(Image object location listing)
+ + +

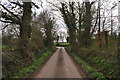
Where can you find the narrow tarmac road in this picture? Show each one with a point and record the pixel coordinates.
(60, 65)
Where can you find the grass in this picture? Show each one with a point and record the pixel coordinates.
(62, 44)
(36, 63)
(92, 72)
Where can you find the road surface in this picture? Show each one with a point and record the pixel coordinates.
(60, 65)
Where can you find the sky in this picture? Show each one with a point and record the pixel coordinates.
(44, 5)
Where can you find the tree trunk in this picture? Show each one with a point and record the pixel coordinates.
(25, 30)
(118, 49)
(87, 24)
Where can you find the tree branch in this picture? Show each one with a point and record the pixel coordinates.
(17, 3)
(9, 11)
(11, 18)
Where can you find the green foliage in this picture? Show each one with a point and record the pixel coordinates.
(62, 44)
(26, 70)
(93, 73)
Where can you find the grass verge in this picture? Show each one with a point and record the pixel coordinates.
(36, 63)
(92, 73)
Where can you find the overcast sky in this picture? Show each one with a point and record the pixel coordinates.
(46, 6)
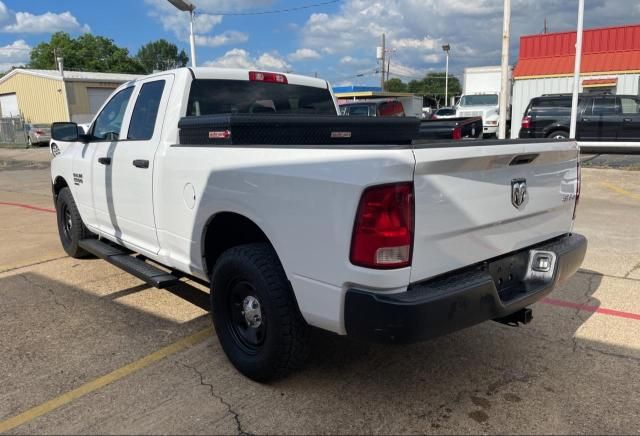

+ + +

Repeat the listing verbatim, from the line with "Where can you find the tree trunk" through the end of the listing, leaving out any pictures.

Where can you find the tree trunk in this picture? Show each one with a point and record the pixel coordinates.
(25, 30)
(118, 49)
(87, 24)
Where can you find the tree branch in this picture? Show each one with a point and record the pixel coordinates.
(17, 3)
(9, 11)
(11, 18)
Where can you find the green foliage in this picture? Show each one with a point and record the pixel coordinates.
(62, 44)
(26, 70)
(93, 73)
Where can you find the grass verge in this picture? Show each one with a point and record the pixel coordinates.
(36, 63)
(92, 73)
Where can you find the overcast sky in this picture? Show each one with a point and record the pixel coordinates.
(46, 6)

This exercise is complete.